■ READING TEXT ■
::::
Financial markets across the globe drastically plummeted on Monday in light of the mounting concern over coronavirus, said BBC. The fall came amidst the sudden increase in positive cases which re-ignited worries about a global economic slowdown.
The United States Dow Jones, S&P 500 and Nasdaq both reflected massive drops. Dow showed a 3.5% decline, amounting to a plunge of 1,000 points, while S&P and Nasdaq fell by 2.2% and3.7%, respectively. In the United Kingdom, the FTSE 100 share index also saw a decline of 3.3%, while Milan, Italy’s stock market dropped by a whopping 6%.
These drops occurred as more and more individuals from various countries tested positive for the virus. In the past days, there have been reports of increases in coronavirus cases in Iran, Italy, and South Korea. South Korea has the third-highest number of cases following Japan and China.
In China, around 77,000 individuals have been deemed carriers and about 2,600 people have died from the virus. According to reports, there are now 1,200 cases and over 30 countries outside China.
::::
■ DATA EXCERPTS ■
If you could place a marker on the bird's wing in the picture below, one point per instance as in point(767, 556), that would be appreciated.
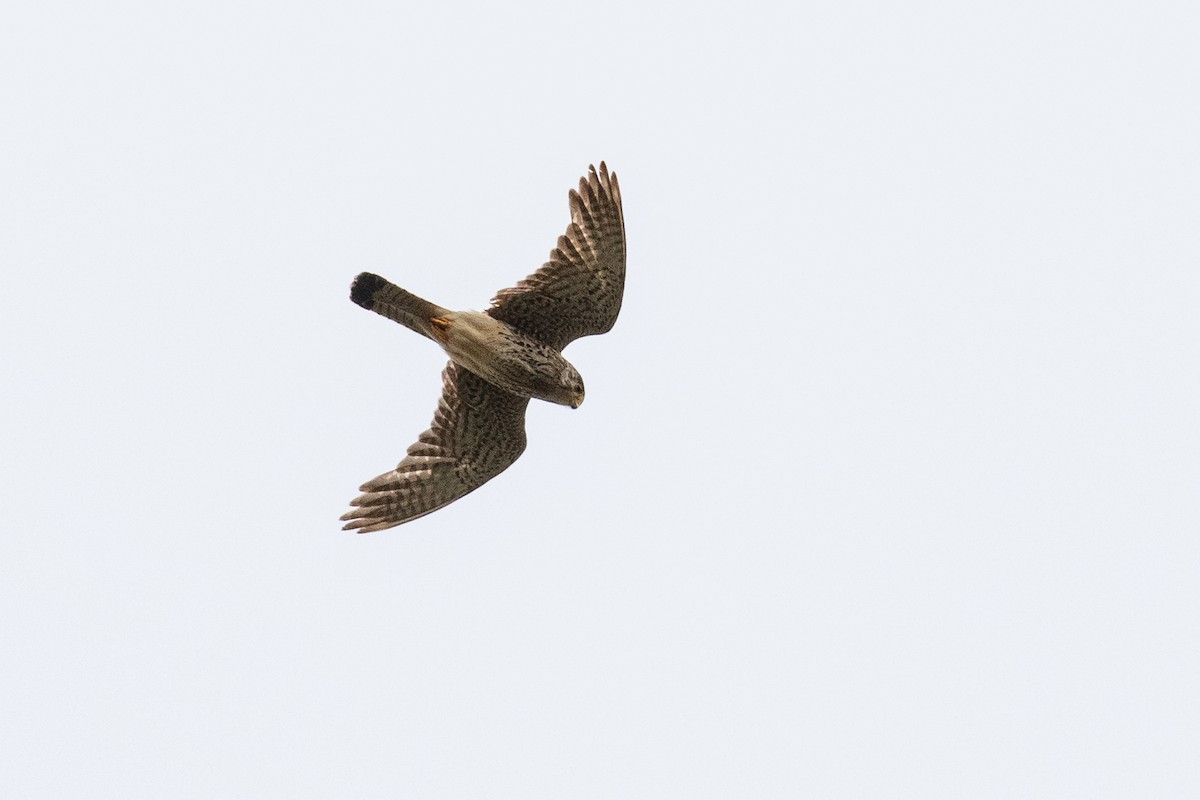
point(579, 290)
point(478, 431)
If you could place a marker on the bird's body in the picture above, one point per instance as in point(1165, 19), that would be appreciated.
point(499, 359)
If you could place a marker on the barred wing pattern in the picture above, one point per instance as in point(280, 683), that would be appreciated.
point(579, 290)
point(478, 432)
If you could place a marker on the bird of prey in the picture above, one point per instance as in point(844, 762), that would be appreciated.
point(499, 359)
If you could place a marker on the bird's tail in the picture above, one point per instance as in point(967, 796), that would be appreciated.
point(384, 298)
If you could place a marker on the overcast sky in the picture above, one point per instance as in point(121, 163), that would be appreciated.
point(886, 485)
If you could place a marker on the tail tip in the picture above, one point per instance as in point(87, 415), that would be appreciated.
point(364, 288)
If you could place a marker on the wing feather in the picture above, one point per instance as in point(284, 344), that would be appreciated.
point(478, 432)
point(579, 290)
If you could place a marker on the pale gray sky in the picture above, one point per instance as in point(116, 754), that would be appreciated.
point(887, 480)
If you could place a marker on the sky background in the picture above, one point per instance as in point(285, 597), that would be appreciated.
point(887, 479)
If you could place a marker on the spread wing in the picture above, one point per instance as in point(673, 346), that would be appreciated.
point(478, 431)
point(579, 290)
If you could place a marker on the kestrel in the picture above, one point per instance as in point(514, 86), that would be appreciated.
point(499, 359)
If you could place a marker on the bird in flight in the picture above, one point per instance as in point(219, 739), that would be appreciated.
point(499, 359)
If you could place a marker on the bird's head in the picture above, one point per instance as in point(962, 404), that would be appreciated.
point(571, 384)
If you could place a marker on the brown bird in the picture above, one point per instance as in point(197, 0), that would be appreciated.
point(499, 359)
::::
■ WORK INSTRUCTIONS ■
Pull out the full article on the coronavirus market drop, copying every word of it unchanged. The data has nothing to do with the article on the coronavirus market drop.

■ RESULT FOR THIS EXERCISE ■
Financial markets across the globe drastically plummeted on Monday in light of the mounting concern over coronavirus, said BBC. The fall came amidst the sudden increase in positive cases which re-ignited worries about a global economic slowdown.
The United States Dow Jones, S&P 500 and Nasdaq both reflected massive drops. Dow showed a 3.5% decline, amounting to a plunge of 1,000 points, while S&P and Nasdaq fell by 2.2% and3.7%, respectively. In the United Kingdom, the FTSE 100 share index also saw a decline of 3.3%, while Milan, Italy’s stock market dropped by a whopping 6%.
These drops occurred as more and more individuals from various countries tested positive for the virus. In the past days, there have been reports of increases in coronavirus cases in Iran, Italy, and South Korea. South Korea has the third-highest number of cases following Japan and China.
In China, around 77,000 individuals have been deemed carriers and about 2,600 people have died from the virus. According to reports, there are now 1,200 cases and over 30 countries outside China.